ASSIGNED TASK
Return the listing in full. Keep every word as it stands.

GIVEN ENTRIES

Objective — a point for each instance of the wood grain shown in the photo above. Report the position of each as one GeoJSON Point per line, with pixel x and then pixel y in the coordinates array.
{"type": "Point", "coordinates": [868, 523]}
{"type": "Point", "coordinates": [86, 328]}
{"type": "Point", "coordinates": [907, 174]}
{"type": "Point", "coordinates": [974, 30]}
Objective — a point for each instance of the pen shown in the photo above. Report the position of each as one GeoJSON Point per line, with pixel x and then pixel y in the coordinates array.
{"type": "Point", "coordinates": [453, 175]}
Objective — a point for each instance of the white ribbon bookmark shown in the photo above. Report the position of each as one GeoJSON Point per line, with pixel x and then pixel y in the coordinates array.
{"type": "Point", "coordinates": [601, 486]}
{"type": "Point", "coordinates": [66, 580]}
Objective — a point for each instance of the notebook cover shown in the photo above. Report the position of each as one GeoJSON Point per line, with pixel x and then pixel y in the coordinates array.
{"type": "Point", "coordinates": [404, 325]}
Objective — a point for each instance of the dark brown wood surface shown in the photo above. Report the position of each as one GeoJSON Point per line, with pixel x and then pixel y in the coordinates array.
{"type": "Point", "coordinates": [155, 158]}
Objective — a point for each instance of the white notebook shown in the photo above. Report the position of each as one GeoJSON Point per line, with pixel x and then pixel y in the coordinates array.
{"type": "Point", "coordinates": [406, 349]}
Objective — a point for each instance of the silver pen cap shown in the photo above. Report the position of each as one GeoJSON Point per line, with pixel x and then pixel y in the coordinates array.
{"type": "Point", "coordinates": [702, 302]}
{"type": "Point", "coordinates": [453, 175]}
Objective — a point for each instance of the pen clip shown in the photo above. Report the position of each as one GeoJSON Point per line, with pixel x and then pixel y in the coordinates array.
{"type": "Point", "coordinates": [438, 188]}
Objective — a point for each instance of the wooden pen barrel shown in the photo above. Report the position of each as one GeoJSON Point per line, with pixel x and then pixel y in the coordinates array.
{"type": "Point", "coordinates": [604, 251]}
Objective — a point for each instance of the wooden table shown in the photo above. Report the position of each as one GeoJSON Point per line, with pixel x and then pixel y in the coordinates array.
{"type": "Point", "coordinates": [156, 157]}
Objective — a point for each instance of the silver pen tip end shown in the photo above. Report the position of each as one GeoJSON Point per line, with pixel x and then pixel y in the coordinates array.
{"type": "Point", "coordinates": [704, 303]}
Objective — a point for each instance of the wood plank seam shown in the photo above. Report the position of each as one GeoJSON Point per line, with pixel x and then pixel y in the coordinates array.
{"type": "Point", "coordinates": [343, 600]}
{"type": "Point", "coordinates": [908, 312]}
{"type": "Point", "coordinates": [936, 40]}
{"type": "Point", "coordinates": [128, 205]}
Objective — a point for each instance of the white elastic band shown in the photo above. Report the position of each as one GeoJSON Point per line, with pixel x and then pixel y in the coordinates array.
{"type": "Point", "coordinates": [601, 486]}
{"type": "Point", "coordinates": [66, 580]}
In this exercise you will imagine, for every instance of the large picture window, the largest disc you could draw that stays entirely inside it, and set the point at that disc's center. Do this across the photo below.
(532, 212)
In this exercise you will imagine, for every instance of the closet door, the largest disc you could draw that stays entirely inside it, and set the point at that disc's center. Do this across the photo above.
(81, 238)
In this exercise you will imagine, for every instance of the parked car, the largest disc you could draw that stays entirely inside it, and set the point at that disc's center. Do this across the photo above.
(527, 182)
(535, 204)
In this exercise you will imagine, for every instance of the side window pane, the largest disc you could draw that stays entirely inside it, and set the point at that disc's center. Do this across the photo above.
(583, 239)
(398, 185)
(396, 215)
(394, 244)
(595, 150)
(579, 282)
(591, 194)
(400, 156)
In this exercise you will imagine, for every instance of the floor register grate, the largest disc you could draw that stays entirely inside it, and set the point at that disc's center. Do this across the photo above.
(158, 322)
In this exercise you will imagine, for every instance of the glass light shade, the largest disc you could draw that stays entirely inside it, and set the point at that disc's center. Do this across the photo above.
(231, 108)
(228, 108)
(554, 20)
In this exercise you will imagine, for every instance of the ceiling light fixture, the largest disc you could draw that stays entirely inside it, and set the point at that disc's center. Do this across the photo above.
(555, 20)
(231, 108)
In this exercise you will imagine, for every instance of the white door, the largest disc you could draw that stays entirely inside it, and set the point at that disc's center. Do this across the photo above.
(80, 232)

RESPONSE
Objective — a point for each instance of the wood grain shown in the photo above. Report the position of each as one GeoJSON Point per line, with pixel x and then pixel y in the coordinates array.
{"type": "Point", "coordinates": [868, 523]}
{"type": "Point", "coordinates": [86, 328]}
{"type": "Point", "coordinates": [907, 174]}
{"type": "Point", "coordinates": [974, 30]}
Objective — a point for each instance of the pen shown in the photo above. Report the position of each as one GeoJSON Point per line, with pixel x and then pixel y in the coordinates array.
{"type": "Point", "coordinates": [453, 175]}
Objective — a point for each instance of the white ribbon bookmark shown in the photo above. Report the position of each as one GeoJSON Point per line, with pixel x and then pixel y in the coordinates array.
{"type": "Point", "coordinates": [601, 486]}
{"type": "Point", "coordinates": [66, 580]}
Objective — a point for each instance of the notebook cover shown in the photo above. Report the position of each as one GeoJSON Point per line, with pixel x and then pixel y in the coordinates array.
{"type": "Point", "coordinates": [404, 325]}
Objective — a point for each instance of the dark brown wood surface shown in the photo above. Report the position of each as one GeoJSON Point per line, with pixel x and then pixel y in the coordinates array.
{"type": "Point", "coordinates": [155, 158]}
Objective — a point for each instance of the white notebook shown in the photo above. Report the position of each as one GeoJSON Point per line, with pixel x and then pixel y in the coordinates array.
{"type": "Point", "coordinates": [406, 349]}
Objective — a point for each instance of the silver pen cap shown in the photo above. Report the position of each as one GeoJSON Point per line, with pixel x and then pixel y in the coordinates array.
{"type": "Point", "coordinates": [702, 302]}
{"type": "Point", "coordinates": [453, 175]}
Objective — a point for each instance of the pen clip shown in the photo above. Report the position of each as one GeoJSON Point per line, with pixel x and then pixel y in the coordinates array.
{"type": "Point", "coordinates": [438, 188]}
Objective — a point for each instance of the wooden pen barrel shown in the photo above. Report the position of each as one GeoJSON Point per line, with pixel x and then pixel y in the coordinates array.
{"type": "Point", "coordinates": [604, 251]}
Objective — a point for each instance of the wooden table shown in the photo above. Report the position of each as one GeoJSON Point per line, with pixel x and then pixel y in the coordinates array.
{"type": "Point", "coordinates": [156, 157]}
Objective — a point for each instance of the silver pen tip end shown in the photo above. Report the position of each as one GeoJSON Point per line, with pixel x and then pixel y in the coordinates array.
{"type": "Point", "coordinates": [704, 303]}
Objective — a point for each instance of the wood plank seam shown in the photo above. Report the position of each as one GeoJSON Point per line, with pixel x and then pixel y in the coordinates array.
{"type": "Point", "coordinates": [343, 600]}
{"type": "Point", "coordinates": [908, 312]}
{"type": "Point", "coordinates": [936, 40]}
{"type": "Point", "coordinates": [128, 205]}
Objective — a point for each instance of the white elastic band shown in the photo above. Report the position of each as one GeoJSON Point per line, with pixel x and then pixel y in the coordinates array.
{"type": "Point", "coordinates": [601, 486]}
{"type": "Point", "coordinates": [66, 580]}
In this exercise you will imagine, for every instance of the large picture window, the largest disc you could draw that stays entirely inside it, and set the point at that disc's center. Do this across the photo below.
(532, 212)
In this exercise you will imagine, for every instance of the closet door, the largest disc you could draw that stays entirely inside it, and set the point at that disc's center. Do this across the photo above.
(81, 238)
In this exercise you will imagine, for every instance of the parked car, the largest disc you could draw that stays entirely inside it, and set the point at that disc's center. Do this across the photo above.
(527, 182)
(535, 204)
In this exercise you will imagine, for every instance of the side window pane, the largest disc you could draw that stays entirely inside it, and set the point at that disc's center. Do this across the photo above.
(583, 239)
(398, 185)
(396, 215)
(394, 244)
(595, 150)
(579, 282)
(591, 194)
(400, 156)
In this exercise you will imagine, for every instance of the floor register grate, the largest disc you could draw that stays entirely inside it, and set the point at that disc's center. Do this across the photo above.
(158, 322)
In this exercise you will imagine, for every instance of the glass light shade, the largest disc you could draw that stays entirely inside it, and set the point at that disc's center. Do this across the photo above.
(231, 108)
(228, 108)
(554, 20)
In this exercise you will imagine, for every instance of the ceiling light fixture, the largest disc you could draw that stays entirely inside it, and set the point at that disc's center. Do this across the photo above.
(555, 20)
(231, 108)
In this exercise you will imagine, for every instance of the white door, the largest disc you could draw that stays entirely inside it, and set the point at that disc's center. Do this across the photo above.
(80, 232)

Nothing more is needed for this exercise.